### INPUT ROWS ###
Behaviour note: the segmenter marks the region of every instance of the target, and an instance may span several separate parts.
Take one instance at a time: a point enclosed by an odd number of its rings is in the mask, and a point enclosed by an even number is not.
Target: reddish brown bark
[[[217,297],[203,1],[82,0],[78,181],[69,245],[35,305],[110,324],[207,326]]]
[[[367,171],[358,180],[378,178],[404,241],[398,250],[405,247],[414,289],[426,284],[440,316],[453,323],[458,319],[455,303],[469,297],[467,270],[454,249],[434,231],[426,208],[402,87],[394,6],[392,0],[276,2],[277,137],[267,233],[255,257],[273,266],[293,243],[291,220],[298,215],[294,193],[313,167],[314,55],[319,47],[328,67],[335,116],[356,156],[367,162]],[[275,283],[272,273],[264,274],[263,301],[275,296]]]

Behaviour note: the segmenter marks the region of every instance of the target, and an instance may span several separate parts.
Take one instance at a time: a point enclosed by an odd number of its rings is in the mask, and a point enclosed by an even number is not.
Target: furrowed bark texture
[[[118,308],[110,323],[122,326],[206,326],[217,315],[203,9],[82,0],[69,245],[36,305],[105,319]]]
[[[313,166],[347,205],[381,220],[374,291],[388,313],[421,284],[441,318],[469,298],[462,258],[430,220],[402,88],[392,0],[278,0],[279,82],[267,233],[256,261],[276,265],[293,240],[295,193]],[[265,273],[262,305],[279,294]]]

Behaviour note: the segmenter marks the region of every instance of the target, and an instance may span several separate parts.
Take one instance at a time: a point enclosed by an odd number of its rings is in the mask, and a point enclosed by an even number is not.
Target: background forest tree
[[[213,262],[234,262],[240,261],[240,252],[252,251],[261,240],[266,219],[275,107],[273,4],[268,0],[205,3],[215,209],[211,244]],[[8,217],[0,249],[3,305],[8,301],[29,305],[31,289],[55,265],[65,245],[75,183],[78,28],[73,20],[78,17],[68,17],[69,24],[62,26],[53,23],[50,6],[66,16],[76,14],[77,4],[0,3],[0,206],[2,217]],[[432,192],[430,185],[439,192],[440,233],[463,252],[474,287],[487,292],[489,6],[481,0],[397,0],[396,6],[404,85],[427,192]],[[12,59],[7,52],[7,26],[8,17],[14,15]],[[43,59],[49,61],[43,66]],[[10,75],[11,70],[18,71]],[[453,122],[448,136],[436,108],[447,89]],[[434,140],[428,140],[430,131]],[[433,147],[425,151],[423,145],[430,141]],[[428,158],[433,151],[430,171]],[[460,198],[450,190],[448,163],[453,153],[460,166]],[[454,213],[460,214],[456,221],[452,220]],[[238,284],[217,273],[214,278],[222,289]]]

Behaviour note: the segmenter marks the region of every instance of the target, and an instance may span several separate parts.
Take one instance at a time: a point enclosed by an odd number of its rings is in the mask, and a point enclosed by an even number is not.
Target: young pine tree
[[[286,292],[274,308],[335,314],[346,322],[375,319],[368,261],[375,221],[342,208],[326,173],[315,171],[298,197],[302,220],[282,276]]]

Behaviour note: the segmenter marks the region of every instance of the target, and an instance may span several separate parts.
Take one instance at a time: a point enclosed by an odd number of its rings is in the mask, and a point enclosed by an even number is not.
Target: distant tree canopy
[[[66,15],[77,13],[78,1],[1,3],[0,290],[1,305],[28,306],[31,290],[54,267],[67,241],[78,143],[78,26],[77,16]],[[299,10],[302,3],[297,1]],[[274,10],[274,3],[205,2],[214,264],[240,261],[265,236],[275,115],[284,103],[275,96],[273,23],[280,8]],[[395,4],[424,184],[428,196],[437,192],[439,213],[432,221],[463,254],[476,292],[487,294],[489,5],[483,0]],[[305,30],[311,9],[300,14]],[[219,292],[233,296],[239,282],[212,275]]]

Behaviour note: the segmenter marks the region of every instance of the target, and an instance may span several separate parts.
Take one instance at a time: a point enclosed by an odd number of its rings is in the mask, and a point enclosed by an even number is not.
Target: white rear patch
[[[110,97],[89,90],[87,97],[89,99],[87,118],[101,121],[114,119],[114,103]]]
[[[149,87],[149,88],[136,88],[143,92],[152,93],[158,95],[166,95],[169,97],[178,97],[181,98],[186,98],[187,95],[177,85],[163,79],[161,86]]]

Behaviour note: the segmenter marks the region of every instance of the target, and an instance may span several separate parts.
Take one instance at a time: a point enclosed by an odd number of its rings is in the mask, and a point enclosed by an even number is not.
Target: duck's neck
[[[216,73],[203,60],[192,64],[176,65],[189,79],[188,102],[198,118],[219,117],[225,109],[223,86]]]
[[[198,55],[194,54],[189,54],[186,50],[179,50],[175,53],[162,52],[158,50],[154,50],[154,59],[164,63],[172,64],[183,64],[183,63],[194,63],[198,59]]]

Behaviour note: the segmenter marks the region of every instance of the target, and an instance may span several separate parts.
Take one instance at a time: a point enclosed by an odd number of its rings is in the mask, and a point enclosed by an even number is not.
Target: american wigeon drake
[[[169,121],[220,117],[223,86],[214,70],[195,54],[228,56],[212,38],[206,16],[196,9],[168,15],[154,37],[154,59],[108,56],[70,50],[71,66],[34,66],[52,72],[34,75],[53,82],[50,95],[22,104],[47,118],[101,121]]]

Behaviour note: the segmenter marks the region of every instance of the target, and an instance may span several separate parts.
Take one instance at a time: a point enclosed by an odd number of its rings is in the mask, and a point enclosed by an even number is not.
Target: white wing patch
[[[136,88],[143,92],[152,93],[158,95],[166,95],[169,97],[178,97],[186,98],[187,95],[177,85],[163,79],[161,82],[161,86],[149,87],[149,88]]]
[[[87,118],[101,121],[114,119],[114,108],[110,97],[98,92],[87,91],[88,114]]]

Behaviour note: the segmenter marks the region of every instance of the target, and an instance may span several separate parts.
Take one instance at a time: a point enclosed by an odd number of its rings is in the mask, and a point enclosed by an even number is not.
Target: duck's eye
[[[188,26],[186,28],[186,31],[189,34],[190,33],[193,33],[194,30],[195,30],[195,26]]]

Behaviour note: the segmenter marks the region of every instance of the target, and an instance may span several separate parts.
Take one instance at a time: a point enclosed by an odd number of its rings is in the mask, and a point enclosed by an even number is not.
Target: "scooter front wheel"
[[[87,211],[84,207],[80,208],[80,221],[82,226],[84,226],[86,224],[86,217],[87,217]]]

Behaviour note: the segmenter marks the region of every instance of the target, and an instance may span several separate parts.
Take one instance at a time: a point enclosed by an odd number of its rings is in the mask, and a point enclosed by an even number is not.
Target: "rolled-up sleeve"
###
--- TASK DETAILS ---
Set all of the entries down again, exactly as they were given.

--- ANSWER TO THIS PROBLEM ---
Behaviour note: the segmenter marks the region of every instance of the target, and an instance may span several separate parts.
Take one instance at a time: a point enclosed by an odd number of its rings is in the mask, and a point enclosed by an even number is not.
Target: reddish brown bark
[[[217,297],[203,1],[82,0],[78,181],[69,245],[35,305],[110,324],[207,326]]]
[[[367,171],[358,180],[378,178],[404,241],[398,250],[405,247],[414,289],[426,284],[440,316],[453,323],[458,319],[455,303],[469,297],[467,270],[454,249],[434,231],[426,208],[402,87],[394,6],[392,0],[276,2],[277,137],[267,233],[255,257],[273,266],[293,243],[291,220],[298,215],[294,193],[313,167],[314,55],[319,47],[328,67],[335,116],[356,156],[367,162]],[[275,283],[272,273],[264,274],[263,301],[275,296]]]

Behaviour note: the segmenter marks the region of every instance of the target, and an instance may span several separate parts.
Take one instance at a time: a point enclosed by an odd number of its rings is in the mask, and a point enclosed by an even number is not.
Target: furrowed bark texture
[[[118,308],[110,323],[122,326],[206,326],[217,315],[203,9],[82,0],[69,245],[36,305],[105,319]]]
[[[313,166],[347,205],[381,220],[374,291],[388,313],[421,284],[441,318],[469,298],[462,258],[430,220],[402,88],[392,0],[278,0],[279,82],[267,233],[256,261],[276,265],[293,240],[295,193]],[[265,273],[262,305],[279,294]]]

Behaviour note: the segmenter marks the region of every instance of the target, and an instance may span several separate parts.
Take one instance at a time: a point enclosed by an odd number of its rings is in the mask, and a point enclosed by an even number is not.
Target: background forest tree
[[[213,262],[234,262],[240,261],[240,252],[252,251],[261,240],[266,219],[275,107],[273,4],[268,0],[205,3],[215,209],[211,244]],[[8,217],[0,249],[3,305],[8,301],[29,305],[31,289],[55,265],[65,245],[75,183],[78,28],[73,20],[78,17],[68,17],[69,24],[62,26],[53,23],[50,6],[66,16],[76,14],[77,4],[0,3],[0,206],[2,217]],[[432,192],[430,185],[439,192],[440,233],[463,252],[474,287],[487,292],[489,6],[481,0],[397,0],[396,6],[404,85],[427,192]],[[12,59],[7,52],[7,26],[8,17],[14,15]],[[43,59],[49,61],[43,66]],[[10,75],[11,70],[18,71]],[[453,122],[448,136],[436,108],[447,89]],[[434,140],[428,140],[430,131]],[[433,147],[425,151],[423,145],[430,141]],[[428,158],[433,151],[430,171]],[[460,198],[450,190],[448,163],[453,153],[460,166]],[[454,213],[460,214],[456,221],[452,220]],[[238,284],[217,273],[214,278],[222,289]]]

Behaviour note: the segmenter marks the region of every instance of the target, and an instance may span several separate parts.
Take one instance at a time: a point enclosed by an odd number of its rings is in the mask, and a point enclosed by an even number is not.
Target: young pine tree
[[[286,292],[274,308],[335,314],[346,322],[375,319],[368,261],[375,221],[342,208],[326,173],[315,171],[298,197],[302,220],[282,276]]]

Behaviour note: the segmenter marks the region of every instance of the target, and an instance may span several separate parts.
Take one instance at a time: a point enclosed by an odd number of its rings is in the mask, and a point enclosed by an even number is not.
Target: distant tree canopy
[[[66,15],[77,13],[78,1],[1,3],[0,290],[1,305],[28,306],[31,290],[54,267],[67,241],[78,143],[78,26],[77,16]],[[299,10],[302,3],[297,1]],[[274,10],[274,3],[205,2],[214,264],[240,261],[265,236],[275,115],[284,103],[275,96],[273,23],[280,8]],[[395,4],[424,184],[428,196],[437,192],[439,213],[432,221],[463,254],[476,292],[487,294],[489,5],[483,0]],[[305,30],[311,9],[300,14]],[[219,292],[233,296],[239,282],[212,275]]]

Behaviour note: the segmenter marks the region of every instance of the target, and an instance may span several separate parts.
Take one instance at a time: a point enclosed by an odd number of its rings is in the mask, and a point enclosed by an even number is not.
Target: white rear patch
[[[110,97],[89,90],[87,97],[89,99],[87,118],[101,121],[114,119],[114,103]]]
[[[149,87],[149,88],[136,88],[143,92],[152,93],[158,95],[166,95],[169,97],[178,97],[181,98],[186,98],[187,95],[177,85],[163,79],[161,86]]]

Behaviour note: the segmenter marks the region of every instance of the target, and an instance may span several separate parts.
Take one instance at a time: a point enclosed by an odd number of its rings is in the mask, and a point enclosed by an even number is not.
Target: duck's neck
[[[216,73],[203,60],[192,64],[176,65],[189,79],[188,102],[198,118],[219,117],[225,109],[223,86]]]
[[[198,55],[194,54],[189,54],[186,50],[179,50],[175,53],[162,52],[158,50],[154,50],[154,59],[164,63],[172,64],[183,64],[183,63],[194,63],[198,59]]]

Behaviour note: the segmenter marks the region of every instance of the target, and an instance may span several separate parts.
Take one instance at a time: a point enclosed by an odd number of its rings is in the mask, and a point enclosed by an even number is not.
Target: american wigeon drake
[[[169,121],[220,117],[223,86],[214,70],[195,54],[228,56],[212,38],[206,16],[196,9],[168,15],[154,37],[154,59],[108,56],[70,50],[71,66],[34,66],[52,72],[34,75],[53,82],[50,95],[22,104],[47,118],[101,121]]]

Behaviour note: the segmenter marks the region of every instance of the target, and an instance may span several separate parts.
Take one instance at a time: a point enclosed by an odd number of its rings is in the mask, and a point enclosed by an even number is not.
Target: white wing patch
[[[136,88],[143,92],[152,93],[158,95],[166,95],[169,97],[178,97],[186,98],[187,95],[177,85],[163,79],[161,82],[161,86],[149,87],[149,88]]]
[[[87,118],[101,121],[114,119],[114,108],[110,97],[98,92],[87,91],[88,114]]]

Behaviour note: the segmenter marks the region of every instance of the target, and an instance may span several separate parts.
Take one instance at a time: a point enclosed by an odd number of its rings is in the mask, and a point enclosed by an even number is not.
Target: duck's eye
[[[188,26],[186,28],[186,31],[189,34],[190,33],[193,33],[194,30],[195,30],[195,26]]]

Behaviour note: the segmenter marks the region of every instance of the target, and an instance may span several separate parts.
Take one instance at a time: a point enclosed by an odd number of its rings is in the mask, and a point enclosed by an even number is not.
Target: "scooter front wheel"
[[[87,211],[84,207],[80,208],[80,221],[82,226],[84,226],[86,224],[86,217],[87,217]]]

Behaviour note: the segmenter marks the region of every instance of the target, and an instance may span several separate parts.
Take one instance at a time: a point enclosed by an odd number of its rings is in the mask, and a point enclosed by an even number is not.
Target: "rolled-up sleeve"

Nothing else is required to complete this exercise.